> **STATED GOAL**
Identify every line in the listing below that contains the string "black", and copy each such line in full. Case counts.

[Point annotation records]
----------------

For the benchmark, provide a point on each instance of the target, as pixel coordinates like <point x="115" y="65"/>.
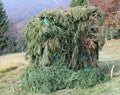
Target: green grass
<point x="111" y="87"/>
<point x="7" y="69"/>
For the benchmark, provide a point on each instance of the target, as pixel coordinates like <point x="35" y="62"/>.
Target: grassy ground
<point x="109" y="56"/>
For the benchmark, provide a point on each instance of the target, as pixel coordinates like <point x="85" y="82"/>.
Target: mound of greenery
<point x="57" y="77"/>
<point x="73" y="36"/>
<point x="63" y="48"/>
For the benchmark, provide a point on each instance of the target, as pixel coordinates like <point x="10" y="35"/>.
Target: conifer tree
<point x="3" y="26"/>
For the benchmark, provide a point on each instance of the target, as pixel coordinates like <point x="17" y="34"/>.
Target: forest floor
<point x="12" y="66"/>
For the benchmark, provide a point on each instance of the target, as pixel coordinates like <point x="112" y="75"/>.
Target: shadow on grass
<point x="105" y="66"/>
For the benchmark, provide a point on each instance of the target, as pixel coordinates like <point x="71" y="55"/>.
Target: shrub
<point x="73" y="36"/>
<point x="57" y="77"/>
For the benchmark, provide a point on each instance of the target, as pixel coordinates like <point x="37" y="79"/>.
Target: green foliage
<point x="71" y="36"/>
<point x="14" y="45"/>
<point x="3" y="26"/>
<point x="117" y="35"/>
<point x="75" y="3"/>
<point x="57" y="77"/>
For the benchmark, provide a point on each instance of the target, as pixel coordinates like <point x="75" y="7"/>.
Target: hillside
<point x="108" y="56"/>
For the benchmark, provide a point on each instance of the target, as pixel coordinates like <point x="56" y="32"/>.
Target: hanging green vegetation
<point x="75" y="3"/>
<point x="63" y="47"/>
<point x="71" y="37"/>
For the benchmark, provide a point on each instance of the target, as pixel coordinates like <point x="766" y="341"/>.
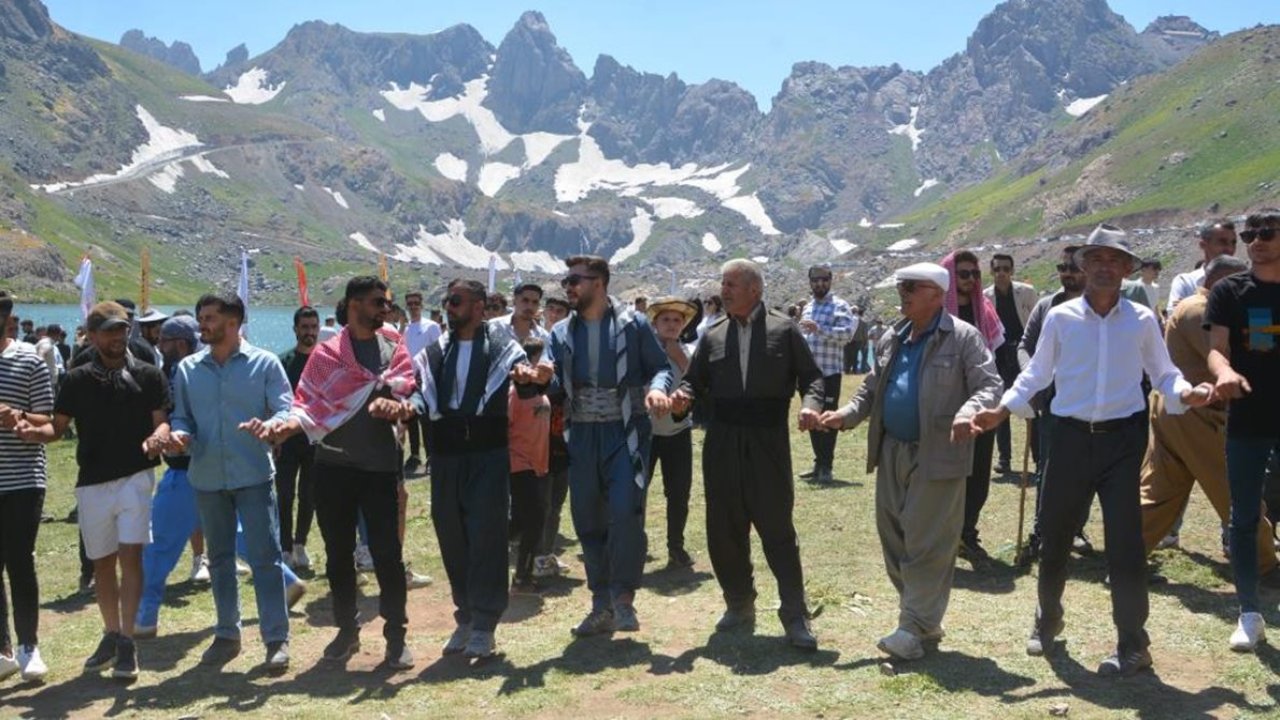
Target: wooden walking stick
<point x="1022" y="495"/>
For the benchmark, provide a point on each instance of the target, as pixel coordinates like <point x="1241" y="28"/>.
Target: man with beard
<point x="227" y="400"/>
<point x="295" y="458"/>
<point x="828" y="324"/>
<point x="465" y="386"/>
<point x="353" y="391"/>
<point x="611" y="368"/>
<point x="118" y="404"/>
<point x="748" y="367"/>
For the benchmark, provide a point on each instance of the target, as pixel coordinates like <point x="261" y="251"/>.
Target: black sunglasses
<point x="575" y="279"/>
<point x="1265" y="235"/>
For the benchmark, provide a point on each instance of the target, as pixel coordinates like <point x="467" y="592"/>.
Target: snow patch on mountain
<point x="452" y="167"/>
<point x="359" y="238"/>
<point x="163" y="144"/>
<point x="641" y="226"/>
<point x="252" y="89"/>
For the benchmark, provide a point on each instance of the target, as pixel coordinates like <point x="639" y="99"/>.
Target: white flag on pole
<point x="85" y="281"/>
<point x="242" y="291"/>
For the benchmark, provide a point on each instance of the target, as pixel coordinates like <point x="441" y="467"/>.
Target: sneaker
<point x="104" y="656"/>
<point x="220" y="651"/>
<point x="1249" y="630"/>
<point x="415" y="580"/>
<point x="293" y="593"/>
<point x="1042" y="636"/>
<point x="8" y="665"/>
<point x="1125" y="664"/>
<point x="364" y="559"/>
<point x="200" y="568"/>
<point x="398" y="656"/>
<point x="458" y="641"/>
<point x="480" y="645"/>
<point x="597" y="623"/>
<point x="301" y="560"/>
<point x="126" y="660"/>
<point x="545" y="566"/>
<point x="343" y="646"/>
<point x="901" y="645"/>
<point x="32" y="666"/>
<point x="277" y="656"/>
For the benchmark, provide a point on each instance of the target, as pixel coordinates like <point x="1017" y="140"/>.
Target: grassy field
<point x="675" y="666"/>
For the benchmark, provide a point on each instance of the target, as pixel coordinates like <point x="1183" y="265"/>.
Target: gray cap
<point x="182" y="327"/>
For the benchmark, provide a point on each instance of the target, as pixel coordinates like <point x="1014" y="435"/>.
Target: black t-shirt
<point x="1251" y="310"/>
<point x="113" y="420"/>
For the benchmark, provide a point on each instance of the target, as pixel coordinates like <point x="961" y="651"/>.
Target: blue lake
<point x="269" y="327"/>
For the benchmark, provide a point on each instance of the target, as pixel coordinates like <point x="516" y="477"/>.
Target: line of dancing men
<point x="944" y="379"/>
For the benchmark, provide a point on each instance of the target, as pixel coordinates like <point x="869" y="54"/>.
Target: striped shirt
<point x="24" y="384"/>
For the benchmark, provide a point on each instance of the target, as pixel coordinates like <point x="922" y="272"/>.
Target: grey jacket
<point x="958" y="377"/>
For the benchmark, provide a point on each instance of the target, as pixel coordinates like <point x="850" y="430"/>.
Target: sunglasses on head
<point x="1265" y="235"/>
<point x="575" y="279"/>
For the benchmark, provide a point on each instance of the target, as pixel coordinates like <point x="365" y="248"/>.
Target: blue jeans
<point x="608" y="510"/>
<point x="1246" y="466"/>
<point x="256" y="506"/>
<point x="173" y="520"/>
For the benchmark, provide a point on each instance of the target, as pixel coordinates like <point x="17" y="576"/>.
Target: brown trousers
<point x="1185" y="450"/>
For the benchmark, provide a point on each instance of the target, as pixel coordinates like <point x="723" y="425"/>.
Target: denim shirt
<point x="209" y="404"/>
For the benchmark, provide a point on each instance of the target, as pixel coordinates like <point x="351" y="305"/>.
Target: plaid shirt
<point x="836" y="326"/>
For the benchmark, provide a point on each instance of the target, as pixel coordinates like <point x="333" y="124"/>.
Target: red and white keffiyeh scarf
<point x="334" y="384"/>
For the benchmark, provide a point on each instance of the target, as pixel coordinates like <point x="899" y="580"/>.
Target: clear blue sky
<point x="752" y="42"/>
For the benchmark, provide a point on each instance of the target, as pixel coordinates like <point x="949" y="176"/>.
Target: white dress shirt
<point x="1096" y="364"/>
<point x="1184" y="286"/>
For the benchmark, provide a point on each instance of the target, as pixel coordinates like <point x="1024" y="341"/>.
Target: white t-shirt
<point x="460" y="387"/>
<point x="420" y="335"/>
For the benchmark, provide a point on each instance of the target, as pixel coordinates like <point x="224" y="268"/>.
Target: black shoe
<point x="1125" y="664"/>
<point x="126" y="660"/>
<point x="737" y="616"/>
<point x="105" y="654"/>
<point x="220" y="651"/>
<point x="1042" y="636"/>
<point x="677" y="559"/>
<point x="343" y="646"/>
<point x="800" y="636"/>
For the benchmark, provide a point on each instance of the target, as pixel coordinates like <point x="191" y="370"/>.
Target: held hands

----------------

> **EXERCISE OUTPUT**
Target: black sunglasses
Target: black t-shirt
Target: black shoe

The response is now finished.